Within a LUN, if a single VM acts like a noisy neighbor and demands more than its share of performance, it can negatively affect the performance of other VMs in that same LUN. Fortunately, there's an alternative — more organizations are turning to VM-aware storage (VAS), which uses individual VMs as the unit of management.

With VM-aware storage, IT can give every VM its own performance lane. There are no LUNs, and so there are no neighbors. If an individual VM goes wrong, it doesn't affect any other VMs on the VAS storage platform. Rather than stack up actions sequentially, VM-aware storage handles them simultaneously to end the performance hiccups that can be so pervasive. Without the limitations of traditional, physical-first storage, virtualized applications perform (on average) six times faster.

Today, about 75 percent of all workloads in data centers are virtualized and this number is only expected to grow. The biggest challenge IT admins face is that conventional storage is ill-equipped to deal with virtualization because the storage is built for physical workloads.

> Objective
List each abbreviation used in the passage on VM-aware storage, in the order of first use. Rely only on the passage on VM-aware storage.

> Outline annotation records

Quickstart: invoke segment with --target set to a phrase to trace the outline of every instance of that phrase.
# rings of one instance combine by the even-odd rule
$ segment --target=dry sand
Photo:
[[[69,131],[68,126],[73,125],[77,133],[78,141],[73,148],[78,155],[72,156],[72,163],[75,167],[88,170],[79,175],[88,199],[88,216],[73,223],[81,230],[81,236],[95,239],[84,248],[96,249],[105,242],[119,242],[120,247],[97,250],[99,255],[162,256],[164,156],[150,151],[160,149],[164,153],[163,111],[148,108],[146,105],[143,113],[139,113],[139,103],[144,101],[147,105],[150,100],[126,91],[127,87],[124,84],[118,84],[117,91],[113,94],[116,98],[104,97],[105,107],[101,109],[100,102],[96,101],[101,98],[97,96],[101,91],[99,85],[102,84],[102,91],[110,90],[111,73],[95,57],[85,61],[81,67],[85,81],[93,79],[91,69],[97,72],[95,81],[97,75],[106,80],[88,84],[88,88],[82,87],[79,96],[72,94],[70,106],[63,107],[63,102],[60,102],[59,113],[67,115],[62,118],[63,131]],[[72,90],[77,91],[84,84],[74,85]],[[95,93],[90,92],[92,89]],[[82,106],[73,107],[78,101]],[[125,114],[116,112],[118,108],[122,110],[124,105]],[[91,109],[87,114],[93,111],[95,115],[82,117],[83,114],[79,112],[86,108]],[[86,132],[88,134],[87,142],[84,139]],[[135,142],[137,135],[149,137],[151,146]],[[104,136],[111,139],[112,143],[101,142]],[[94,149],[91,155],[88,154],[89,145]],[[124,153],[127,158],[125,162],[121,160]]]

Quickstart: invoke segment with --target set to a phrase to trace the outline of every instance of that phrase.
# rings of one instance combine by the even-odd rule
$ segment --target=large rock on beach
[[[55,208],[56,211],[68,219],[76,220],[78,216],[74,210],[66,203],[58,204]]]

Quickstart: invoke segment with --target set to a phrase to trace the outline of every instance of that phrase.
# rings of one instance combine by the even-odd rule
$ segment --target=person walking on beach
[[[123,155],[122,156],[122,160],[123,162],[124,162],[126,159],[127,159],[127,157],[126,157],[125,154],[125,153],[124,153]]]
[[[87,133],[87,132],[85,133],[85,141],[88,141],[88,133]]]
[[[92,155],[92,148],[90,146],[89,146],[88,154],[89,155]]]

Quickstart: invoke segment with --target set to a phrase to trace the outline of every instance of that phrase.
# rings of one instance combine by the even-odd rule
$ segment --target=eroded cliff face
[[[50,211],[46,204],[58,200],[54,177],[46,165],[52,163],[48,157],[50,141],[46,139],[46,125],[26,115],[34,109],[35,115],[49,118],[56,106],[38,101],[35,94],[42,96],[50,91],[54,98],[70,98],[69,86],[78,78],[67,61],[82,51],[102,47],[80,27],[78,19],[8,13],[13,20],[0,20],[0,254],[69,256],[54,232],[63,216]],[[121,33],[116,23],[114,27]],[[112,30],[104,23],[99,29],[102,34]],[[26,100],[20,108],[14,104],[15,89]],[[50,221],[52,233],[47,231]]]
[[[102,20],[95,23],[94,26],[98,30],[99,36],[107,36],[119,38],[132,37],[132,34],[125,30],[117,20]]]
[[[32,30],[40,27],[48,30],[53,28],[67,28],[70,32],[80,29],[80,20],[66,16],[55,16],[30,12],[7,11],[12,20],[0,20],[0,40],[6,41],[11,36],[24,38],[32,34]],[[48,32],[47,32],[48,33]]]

> Answer below
LUN, VM, VAS, IT